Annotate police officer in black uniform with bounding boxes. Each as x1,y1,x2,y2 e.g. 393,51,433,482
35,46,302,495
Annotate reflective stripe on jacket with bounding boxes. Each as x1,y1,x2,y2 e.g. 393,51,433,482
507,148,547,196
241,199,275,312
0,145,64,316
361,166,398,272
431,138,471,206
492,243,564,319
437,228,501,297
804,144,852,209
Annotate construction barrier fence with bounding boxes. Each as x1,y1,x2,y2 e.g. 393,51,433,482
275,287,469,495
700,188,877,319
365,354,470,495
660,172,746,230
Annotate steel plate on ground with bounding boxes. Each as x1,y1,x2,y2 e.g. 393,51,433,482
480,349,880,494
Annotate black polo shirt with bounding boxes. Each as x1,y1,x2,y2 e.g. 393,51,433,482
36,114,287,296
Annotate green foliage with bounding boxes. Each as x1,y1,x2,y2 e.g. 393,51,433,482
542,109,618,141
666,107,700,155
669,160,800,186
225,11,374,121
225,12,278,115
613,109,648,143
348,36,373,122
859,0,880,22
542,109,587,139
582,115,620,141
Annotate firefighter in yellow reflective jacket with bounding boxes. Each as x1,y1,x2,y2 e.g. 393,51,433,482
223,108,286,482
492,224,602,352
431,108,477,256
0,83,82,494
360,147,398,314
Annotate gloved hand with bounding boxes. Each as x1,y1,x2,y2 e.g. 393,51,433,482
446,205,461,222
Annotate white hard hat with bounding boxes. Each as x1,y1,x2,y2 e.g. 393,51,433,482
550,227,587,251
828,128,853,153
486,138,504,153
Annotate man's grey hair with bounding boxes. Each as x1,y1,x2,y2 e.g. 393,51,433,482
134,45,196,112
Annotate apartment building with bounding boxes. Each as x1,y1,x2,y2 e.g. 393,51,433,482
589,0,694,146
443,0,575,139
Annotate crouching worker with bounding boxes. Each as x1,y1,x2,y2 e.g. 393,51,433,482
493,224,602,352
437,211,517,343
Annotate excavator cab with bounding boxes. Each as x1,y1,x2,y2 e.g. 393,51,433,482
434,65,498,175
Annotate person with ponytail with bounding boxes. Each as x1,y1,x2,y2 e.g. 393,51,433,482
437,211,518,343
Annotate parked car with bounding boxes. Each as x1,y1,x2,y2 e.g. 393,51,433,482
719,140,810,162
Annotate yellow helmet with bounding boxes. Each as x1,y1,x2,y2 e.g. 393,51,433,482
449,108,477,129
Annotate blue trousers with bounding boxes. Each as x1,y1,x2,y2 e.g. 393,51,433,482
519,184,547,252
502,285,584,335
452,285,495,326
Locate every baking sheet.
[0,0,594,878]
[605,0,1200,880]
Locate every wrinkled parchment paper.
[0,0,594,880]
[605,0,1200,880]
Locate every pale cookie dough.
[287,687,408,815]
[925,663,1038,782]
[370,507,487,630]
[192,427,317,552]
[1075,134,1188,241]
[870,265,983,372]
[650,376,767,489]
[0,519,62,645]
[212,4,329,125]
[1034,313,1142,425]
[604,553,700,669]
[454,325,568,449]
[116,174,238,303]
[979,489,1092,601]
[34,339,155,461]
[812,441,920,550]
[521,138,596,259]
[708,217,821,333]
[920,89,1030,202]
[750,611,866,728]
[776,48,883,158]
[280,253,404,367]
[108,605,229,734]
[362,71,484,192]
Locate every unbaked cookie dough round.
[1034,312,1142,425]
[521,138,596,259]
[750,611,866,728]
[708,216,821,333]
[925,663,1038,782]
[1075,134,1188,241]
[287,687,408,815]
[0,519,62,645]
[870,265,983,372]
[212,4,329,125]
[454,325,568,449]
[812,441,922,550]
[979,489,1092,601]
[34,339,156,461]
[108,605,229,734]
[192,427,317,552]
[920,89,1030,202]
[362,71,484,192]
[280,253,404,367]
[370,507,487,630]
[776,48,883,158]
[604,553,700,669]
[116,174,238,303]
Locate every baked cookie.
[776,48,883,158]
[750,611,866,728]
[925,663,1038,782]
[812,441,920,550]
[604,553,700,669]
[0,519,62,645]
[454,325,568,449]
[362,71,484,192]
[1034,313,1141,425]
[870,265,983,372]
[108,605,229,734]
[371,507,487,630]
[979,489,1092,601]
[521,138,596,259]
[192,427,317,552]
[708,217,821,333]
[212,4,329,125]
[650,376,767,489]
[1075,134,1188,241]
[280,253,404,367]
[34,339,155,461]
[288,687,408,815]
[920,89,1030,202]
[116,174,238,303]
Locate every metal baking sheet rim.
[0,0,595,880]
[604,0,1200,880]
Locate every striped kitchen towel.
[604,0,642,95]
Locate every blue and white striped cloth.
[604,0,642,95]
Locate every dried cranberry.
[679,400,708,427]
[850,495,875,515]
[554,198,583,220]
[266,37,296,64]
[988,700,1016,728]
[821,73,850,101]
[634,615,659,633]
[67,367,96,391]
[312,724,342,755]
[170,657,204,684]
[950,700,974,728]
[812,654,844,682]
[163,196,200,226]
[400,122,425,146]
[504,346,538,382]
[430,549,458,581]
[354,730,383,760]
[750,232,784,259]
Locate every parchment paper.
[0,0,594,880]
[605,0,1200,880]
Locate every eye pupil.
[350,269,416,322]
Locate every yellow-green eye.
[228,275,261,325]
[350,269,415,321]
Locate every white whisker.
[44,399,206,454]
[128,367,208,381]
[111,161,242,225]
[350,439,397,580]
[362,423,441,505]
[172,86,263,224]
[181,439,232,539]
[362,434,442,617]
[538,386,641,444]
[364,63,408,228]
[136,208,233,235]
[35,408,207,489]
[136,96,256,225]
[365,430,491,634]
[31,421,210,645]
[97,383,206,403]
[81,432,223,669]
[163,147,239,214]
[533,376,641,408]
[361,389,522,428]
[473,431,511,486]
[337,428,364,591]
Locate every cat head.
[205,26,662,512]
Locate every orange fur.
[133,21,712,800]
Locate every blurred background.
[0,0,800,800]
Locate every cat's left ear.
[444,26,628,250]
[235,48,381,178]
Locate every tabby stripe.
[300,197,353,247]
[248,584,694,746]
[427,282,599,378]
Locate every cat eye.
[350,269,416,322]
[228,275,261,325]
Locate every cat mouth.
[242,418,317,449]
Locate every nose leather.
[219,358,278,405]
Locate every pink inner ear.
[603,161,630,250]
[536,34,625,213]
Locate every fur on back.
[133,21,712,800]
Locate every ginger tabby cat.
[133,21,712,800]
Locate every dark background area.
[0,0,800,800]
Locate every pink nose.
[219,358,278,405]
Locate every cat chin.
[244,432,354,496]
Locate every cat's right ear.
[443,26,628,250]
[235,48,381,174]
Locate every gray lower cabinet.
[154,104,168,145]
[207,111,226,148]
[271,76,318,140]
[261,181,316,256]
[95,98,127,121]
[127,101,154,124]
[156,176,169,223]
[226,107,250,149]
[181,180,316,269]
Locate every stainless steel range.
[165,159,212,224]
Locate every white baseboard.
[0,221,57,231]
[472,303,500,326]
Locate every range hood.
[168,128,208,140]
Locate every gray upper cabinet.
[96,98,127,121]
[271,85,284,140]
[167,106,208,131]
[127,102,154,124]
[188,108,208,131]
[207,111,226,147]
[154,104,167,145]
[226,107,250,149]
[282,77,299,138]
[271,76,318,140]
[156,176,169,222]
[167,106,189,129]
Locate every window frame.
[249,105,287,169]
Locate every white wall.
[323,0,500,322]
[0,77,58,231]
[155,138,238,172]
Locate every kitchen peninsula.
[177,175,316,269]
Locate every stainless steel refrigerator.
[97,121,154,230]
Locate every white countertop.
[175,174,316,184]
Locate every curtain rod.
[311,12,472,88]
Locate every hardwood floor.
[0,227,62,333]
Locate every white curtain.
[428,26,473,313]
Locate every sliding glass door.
:::
§ Problem statement: Which lines in the data above contain the word "curtain"? Pick out each one in full.

§ Exercise result:
Locate every curtain rod.
Locate every white curtain.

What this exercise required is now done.